Supplied passage:
*-*-*

Where next for AMD and Stargardt research? Part II: Lasers, ozone and acupuncturePosted: Monday 07 January 2019 at 10:31
A team from Warwick Medical School examined the evidence, or lack of it, for a wide range of physical treatments that have been tried in dry age-related macular degeneration (AMD) and Stargardt disease.
The list of possible treatments is long and diverse. One problem in judging which really work is “publication bias” – the fact that studies showing no benefit are less likely to be published than the one study suggesting a positive benefit.
The team judged that the evidence on the following is too weak to recommend:
• rheopheresis – a process similar to dialysis in which blood is removed from the body, filtered and returned over the course of a few hours. Some success was reported from a few European centres but the main trial in the USA was unsuccessful
• microcurrent stimulation – applying tiny electric shocks to the eyelids or brows
• ozone therapy.
However, trials are in progress into some more promising areas.
Intraocular lenses (IOLs) are implanted into the eye to magnify the image coming in, or direct it to a less damaged part of the retina. Unfortunately, a UK trial has recently been cancelled, but a US trial will follow 75 people with IOLs for five years.
In people having cataract surgery to replace their clouded lenses with artificial ones, there have been suggestions that blue-light filtering lenses may protect the retinas from developing AMD. A long-term study of 1,000 people in Japan will randomly assign people to have either clear or blue-filtering lenses implanted and see if there is a difference in people developing AMD.
Surprisingly, retinal cells use the most energy in complete darkness, so researchers are investigating whether wearing a headset emitting a dim green light each night for a year could slow the rate of damage.

*-*-*

Data excerpts:
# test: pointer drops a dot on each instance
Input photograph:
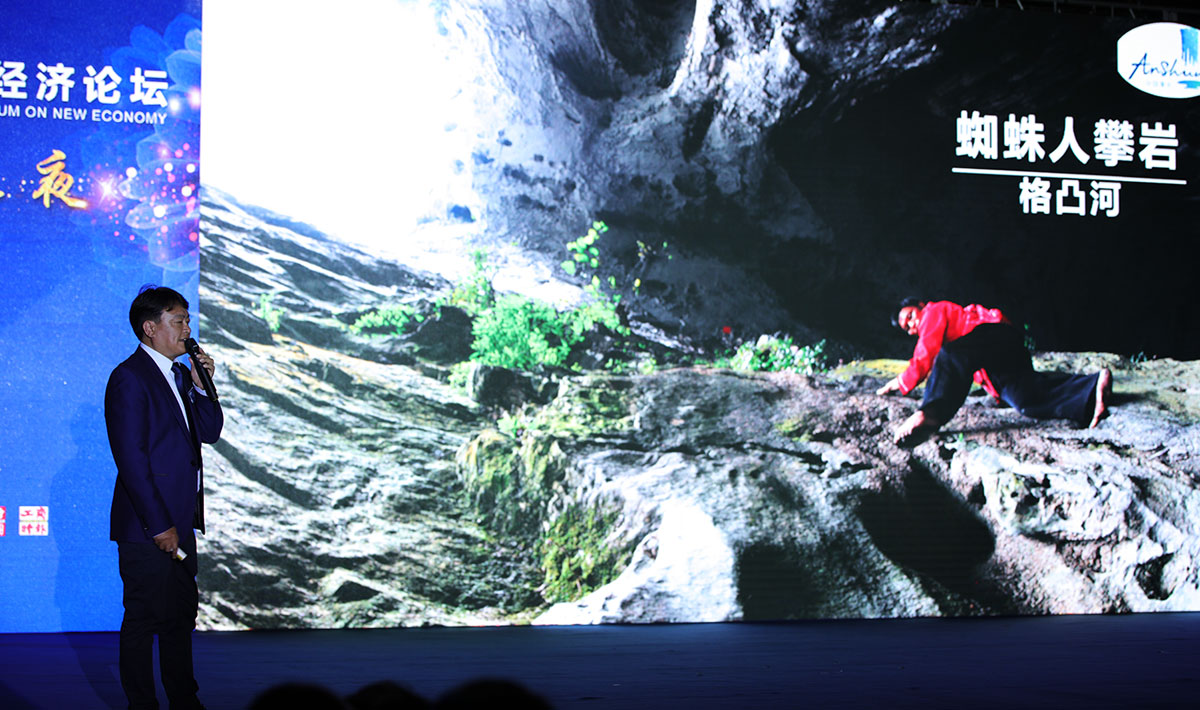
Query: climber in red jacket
(957, 346)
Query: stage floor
(1129, 661)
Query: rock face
(354, 486)
(774, 166)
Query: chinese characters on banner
(34, 519)
(1114, 143)
(102, 85)
(57, 181)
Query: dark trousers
(160, 600)
(1000, 350)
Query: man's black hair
(905, 304)
(150, 304)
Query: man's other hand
(167, 540)
(893, 385)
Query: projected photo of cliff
(579, 313)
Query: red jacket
(942, 322)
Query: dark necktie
(185, 393)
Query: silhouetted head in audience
(385, 695)
(490, 693)
(291, 696)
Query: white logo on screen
(1162, 59)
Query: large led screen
(580, 313)
(99, 194)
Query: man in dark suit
(157, 414)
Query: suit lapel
(159, 385)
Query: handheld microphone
(193, 349)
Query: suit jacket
(157, 459)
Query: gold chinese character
(57, 182)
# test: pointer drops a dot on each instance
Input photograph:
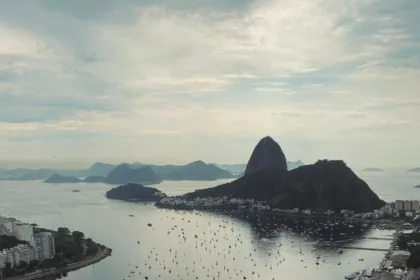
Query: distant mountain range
(238, 169)
(135, 192)
(124, 173)
(327, 184)
(373, 169)
(119, 175)
(414, 170)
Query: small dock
(355, 248)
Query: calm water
(170, 249)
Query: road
(102, 254)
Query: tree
(63, 232)
(78, 236)
(7, 270)
(32, 265)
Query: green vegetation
(69, 247)
(7, 242)
(72, 246)
(411, 242)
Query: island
(61, 251)
(94, 179)
(327, 184)
(135, 192)
(59, 179)
(238, 170)
(373, 169)
(414, 170)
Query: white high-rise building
(415, 205)
(10, 226)
(399, 205)
(3, 259)
(44, 245)
(407, 205)
(24, 232)
(27, 253)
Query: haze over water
(108, 222)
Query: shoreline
(101, 255)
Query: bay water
(194, 244)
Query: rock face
(197, 170)
(94, 179)
(373, 169)
(414, 170)
(266, 155)
(123, 174)
(58, 179)
(135, 192)
(99, 169)
(323, 185)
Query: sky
(173, 81)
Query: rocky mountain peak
(266, 155)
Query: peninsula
(327, 184)
(373, 169)
(59, 179)
(39, 252)
(414, 170)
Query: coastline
(102, 254)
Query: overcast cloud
(177, 81)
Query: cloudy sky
(172, 81)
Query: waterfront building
(44, 245)
(10, 225)
(407, 205)
(24, 232)
(399, 205)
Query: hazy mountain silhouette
(323, 185)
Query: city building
(399, 258)
(415, 205)
(24, 232)
(407, 205)
(27, 253)
(399, 205)
(44, 245)
(3, 259)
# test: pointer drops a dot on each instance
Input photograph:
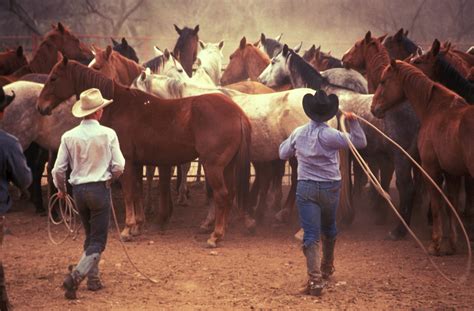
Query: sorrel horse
(370, 56)
(186, 47)
(59, 39)
(12, 60)
(125, 49)
(319, 60)
(434, 64)
(160, 132)
(445, 140)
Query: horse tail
(243, 164)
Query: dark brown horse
(186, 47)
(12, 60)
(59, 39)
(445, 140)
(160, 132)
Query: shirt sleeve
(60, 167)
(118, 161)
(335, 139)
(287, 147)
(19, 172)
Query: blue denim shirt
(12, 168)
(316, 147)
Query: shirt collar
(90, 122)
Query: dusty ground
(245, 272)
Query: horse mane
(452, 79)
(85, 76)
(424, 86)
(154, 64)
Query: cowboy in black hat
(13, 168)
(316, 147)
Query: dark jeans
(317, 203)
(93, 204)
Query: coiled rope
(386, 196)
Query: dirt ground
(263, 271)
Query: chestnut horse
(186, 47)
(59, 39)
(445, 140)
(160, 132)
(12, 60)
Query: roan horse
(445, 140)
(165, 133)
(12, 60)
(186, 47)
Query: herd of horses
(180, 106)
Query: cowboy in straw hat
(93, 153)
(316, 147)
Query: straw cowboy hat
(89, 102)
(320, 107)
(5, 100)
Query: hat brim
(308, 101)
(78, 112)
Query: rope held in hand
(386, 196)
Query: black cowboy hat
(5, 100)
(320, 107)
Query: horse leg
(138, 201)
(452, 186)
(128, 182)
(406, 192)
(183, 191)
(166, 205)
(284, 214)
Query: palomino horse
(160, 132)
(12, 60)
(434, 64)
(319, 60)
(59, 39)
(186, 47)
(125, 49)
(370, 56)
(445, 140)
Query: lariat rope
(68, 212)
(386, 196)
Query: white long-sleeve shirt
(92, 151)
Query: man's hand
(350, 116)
(61, 195)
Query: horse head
(125, 49)
(68, 44)
(186, 47)
(389, 91)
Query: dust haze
(335, 25)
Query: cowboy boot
(315, 282)
(327, 264)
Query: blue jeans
(317, 203)
(93, 204)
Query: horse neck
(376, 59)
(255, 63)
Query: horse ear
(368, 36)
(19, 51)
(243, 43)
(399, 35)
(177, 29)
(61, 27)
(108, 52)
(435, 47)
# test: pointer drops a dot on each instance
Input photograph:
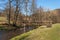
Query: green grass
(41, 34)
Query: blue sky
(51, 4)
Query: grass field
(52, 33)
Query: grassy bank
(41, 34)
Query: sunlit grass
(52, 33)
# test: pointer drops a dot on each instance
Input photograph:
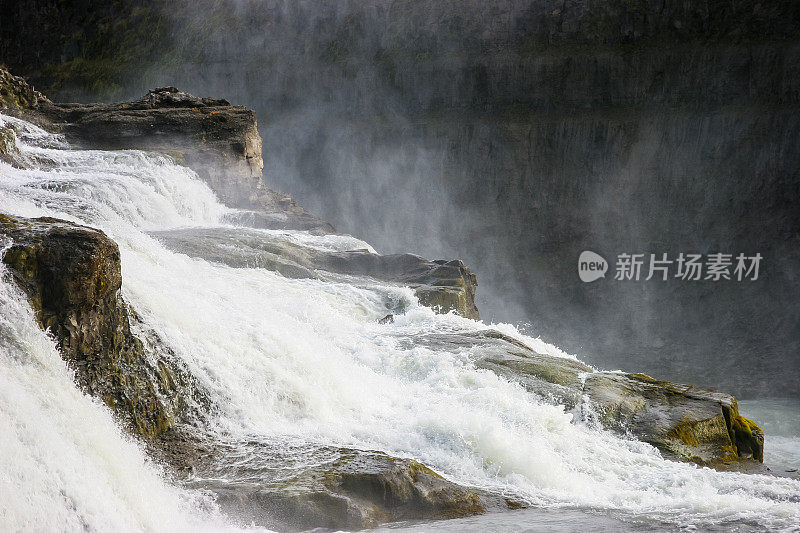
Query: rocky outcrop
(16, 93)
(221, 143)
(682, 421)
(217, 140)
(71, 275)
(442, 285)
(290, 487)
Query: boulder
(294, 487)
(217, 140)
(684, 422)
(71, 275)
(443, 285)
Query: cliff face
(71, 275)
(517, 134)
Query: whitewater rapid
(295, 360)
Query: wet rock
(16, 93)
(217, 140)
(443, 285)
(71, 275)
(702, 426)
(8, 146)
(684, 422)
(294, 487)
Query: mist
(518, 134)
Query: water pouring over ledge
(290, 374)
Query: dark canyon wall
(513, 135)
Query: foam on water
(306, 359)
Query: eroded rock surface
(71, 275)
(443, 285)
(293, 487)
(683, 421)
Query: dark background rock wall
(513, 135)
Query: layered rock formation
(71, 275)
(684, 422)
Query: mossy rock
(71, 275)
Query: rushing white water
(299, 360)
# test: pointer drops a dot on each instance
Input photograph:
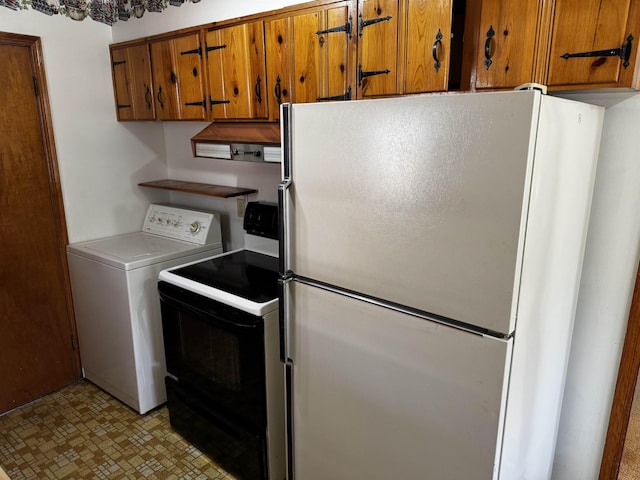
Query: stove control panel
(194, 226)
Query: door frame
(623, 395)
(49, 147)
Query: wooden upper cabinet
(378, 37)
(594, 43)
(178, 78)
(427, 45)
(321, 55)
(237, 72)
(278, 46)
(506, 47)
(131, 69)
(311, 56)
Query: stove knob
(195, 227)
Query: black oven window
(210, 352)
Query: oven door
(217, 352)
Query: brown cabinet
(177, 67)
(133, 88)
(404, 46)
(310, 56)
(237, 72)
(378, 47)
(505, 51)
(594, 44)
(428, 37)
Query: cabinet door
(378, 48)
(428, 45)
(321, 55)
(507, 54)
(237, 72)
(131, 68)
(591, 42)
(177, 75)
(278, 48)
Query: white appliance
(117, 309)
(433, 248)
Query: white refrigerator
(431, 255)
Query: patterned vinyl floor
(81, 432)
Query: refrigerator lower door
(380, 394)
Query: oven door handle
(212, 316)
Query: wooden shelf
(199, 188)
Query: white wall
(100, 160)
(611, 262)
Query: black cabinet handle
(159, 97)
(278, 91)
(147, 96)
(257, 89)
(487, 47)
(624, 52)
(434, 50)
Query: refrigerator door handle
(283, 230)
(291, 475)
(284, 321)
(283, 194)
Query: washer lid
(137, 249)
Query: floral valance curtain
(105, 11)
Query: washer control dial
(195, 227)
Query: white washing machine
(115, 297)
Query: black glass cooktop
(247, 274)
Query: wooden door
(131, 69)
(624, 391)
(278, 46)
(37, 352)
(506, 52)
(178, 79)
(322, 67)
(378, 48)
(586, 26)
(428, 45)
(237, 72)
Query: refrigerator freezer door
(435, 186)
(379, 394)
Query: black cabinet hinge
(202, 104)
(345, 97)
(363, 74)
(208, 49)
(365, 23)
(347, 28)
(193, 52)
(624, 52)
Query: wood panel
(36, 347)
(189, 68)
(306, 58)
(428, 33)
(278, 48)
(131, 67)
(623, 395)
(378, 48)
(584, 26)
(178, 78)
(336, 53)
(237, 72)
(506, 48)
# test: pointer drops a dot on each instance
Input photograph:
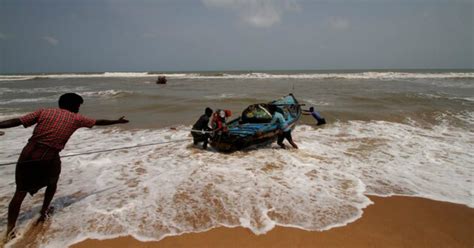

*-*-*

Activity 1: According to the article on AMD and Stargardt research, why are researchers testing a headset that gives off a dim green light each night? Answer in one to three sentences.
Activity 2: Carry on writing the article on AMD and Stargardt research from the point where it stops.
None of the data is needed here.

Answer 1: Retinal cells use the most energy in complete darkness. Researchers are therefore testing whether wearing the headset each night for a year could slow the rate of damage.

Answer 2:
Traditional laser treatment carries a risk of damage to the retina, so techniques using very short bursts of laser or light energy are being investigated as a way to encourage tissues to heal themselves.
Research from Australia suggests benefit, and a big trial called LEAD is underway.
Microcurrent stimulation has been tried for Stargardt disease, without producing any convincing evidence.
The best advice so far for people with Stargardt disease is to avoid exposure to bright light as this seems to slow the progress of their sight loss. In one tiny trial of five people, four of them found that their sight loss progressed less in the eye wearing a light-reducing contact lens. Light-reducing glasses or lenses are simple and affordable, so more evidence would be useful.
One of the most promising areas of research is the use of stem cells to restore sight by replacing damaged parts of the retina.
Although any future treatment would be most useful to people at an early stage, before much sight is lost, the trials in progress at the moment tend to focus on proving the safety in people with the later stages of the disease.
Research – including projects that you helped to fund – continues to make strides towards beating macular disease. We’ll keep you updated as the evidence from each of these studies mounts up.